Requirement –
Please pick out each line in the entries below that contains the word "lotus" and copy those lines out in full.

Data for processing –

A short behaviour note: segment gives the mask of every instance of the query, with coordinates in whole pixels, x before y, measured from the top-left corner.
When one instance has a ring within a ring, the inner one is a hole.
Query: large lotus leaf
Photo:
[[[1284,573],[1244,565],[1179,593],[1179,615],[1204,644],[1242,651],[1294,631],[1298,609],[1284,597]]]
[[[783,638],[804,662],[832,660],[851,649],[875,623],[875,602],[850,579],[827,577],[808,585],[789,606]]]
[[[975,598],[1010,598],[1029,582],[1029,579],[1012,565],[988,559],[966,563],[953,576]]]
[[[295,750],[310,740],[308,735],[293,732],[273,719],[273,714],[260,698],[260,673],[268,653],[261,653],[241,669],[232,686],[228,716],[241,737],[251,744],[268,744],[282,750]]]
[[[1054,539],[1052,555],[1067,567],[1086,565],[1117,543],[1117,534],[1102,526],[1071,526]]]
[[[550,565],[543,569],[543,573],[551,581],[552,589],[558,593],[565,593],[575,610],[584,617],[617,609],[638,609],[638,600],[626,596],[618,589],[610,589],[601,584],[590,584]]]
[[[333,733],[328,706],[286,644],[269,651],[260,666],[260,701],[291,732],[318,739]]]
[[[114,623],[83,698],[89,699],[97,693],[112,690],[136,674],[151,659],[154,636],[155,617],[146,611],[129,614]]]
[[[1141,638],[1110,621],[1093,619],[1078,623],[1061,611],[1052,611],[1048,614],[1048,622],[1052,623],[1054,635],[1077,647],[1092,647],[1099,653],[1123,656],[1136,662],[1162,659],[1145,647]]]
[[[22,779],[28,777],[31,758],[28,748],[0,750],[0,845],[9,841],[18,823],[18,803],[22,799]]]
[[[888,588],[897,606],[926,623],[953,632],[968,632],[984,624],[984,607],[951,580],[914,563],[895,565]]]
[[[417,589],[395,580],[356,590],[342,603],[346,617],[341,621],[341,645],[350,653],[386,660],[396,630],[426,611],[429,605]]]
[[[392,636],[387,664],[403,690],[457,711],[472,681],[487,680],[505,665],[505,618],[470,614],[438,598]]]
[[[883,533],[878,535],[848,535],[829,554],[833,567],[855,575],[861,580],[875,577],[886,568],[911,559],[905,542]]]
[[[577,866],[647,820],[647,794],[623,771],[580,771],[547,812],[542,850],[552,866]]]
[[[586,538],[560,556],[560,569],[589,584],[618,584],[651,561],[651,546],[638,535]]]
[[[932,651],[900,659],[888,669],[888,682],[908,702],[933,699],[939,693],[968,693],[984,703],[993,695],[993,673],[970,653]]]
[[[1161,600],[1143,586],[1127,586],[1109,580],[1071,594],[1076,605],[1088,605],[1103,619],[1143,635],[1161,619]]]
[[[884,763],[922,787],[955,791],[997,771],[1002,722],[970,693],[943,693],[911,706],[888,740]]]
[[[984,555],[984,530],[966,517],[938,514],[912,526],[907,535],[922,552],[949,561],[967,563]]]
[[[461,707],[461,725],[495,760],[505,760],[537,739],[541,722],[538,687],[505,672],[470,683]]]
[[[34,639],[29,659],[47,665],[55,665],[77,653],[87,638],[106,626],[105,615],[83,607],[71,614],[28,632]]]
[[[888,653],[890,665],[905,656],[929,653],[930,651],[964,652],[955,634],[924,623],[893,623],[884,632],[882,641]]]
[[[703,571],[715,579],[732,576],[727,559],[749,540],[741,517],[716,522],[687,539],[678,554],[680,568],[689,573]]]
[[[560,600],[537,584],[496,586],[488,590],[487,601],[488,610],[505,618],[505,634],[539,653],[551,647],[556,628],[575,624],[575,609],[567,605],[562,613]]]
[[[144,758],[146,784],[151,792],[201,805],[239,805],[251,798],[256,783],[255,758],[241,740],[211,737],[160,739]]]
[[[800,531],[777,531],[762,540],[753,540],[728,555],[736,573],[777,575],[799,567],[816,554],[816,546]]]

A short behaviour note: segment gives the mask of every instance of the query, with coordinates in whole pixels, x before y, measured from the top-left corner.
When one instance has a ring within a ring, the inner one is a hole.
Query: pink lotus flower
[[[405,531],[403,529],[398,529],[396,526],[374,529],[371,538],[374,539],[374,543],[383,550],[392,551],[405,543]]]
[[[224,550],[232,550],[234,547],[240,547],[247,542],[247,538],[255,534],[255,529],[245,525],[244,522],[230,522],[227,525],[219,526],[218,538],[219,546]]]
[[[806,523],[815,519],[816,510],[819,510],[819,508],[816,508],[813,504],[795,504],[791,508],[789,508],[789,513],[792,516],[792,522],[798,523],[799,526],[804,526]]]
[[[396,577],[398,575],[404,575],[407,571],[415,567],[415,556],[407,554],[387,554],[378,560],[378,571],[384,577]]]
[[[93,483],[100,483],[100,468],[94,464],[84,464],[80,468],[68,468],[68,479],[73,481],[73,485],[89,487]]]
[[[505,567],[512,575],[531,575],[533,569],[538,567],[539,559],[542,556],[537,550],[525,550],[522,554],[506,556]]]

Exercise response –
Query: large lotus leaf
Query: pink lotus flower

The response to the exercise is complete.